**Your instructions**
Below are records; reproduce exactly the lines from the one containing "Target: neoclassical palace" through the end, both included, and only those.
-------- Task data
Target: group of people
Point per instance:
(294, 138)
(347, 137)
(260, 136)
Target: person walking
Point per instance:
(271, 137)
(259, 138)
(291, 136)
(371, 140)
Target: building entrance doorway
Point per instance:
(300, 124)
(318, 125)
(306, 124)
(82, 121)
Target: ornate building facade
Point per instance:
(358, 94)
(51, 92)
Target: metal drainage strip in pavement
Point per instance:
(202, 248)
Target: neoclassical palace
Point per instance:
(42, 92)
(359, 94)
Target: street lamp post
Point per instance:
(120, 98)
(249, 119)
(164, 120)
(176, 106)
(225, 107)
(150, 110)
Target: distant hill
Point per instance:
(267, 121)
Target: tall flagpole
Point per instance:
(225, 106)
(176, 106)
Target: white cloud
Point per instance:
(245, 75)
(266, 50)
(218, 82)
----------------
**Expected answer**
Target: neoclassical palace
Point per instance:
(42, 92)
(359, 94)
Target: street lamp post
Point per instance:
(120, 98)
(249, 119)
(164, 120)
(176, 106)
(225, 107)
(150, 110)
Target: distant hill
Point per instance:
(267, 121)
Target: tall flagpole
Point per instance:
(225, 106)
(176, 106)
Target: white cloud
Point per instance:
(245, 75)
(266, 50)
(218, 82)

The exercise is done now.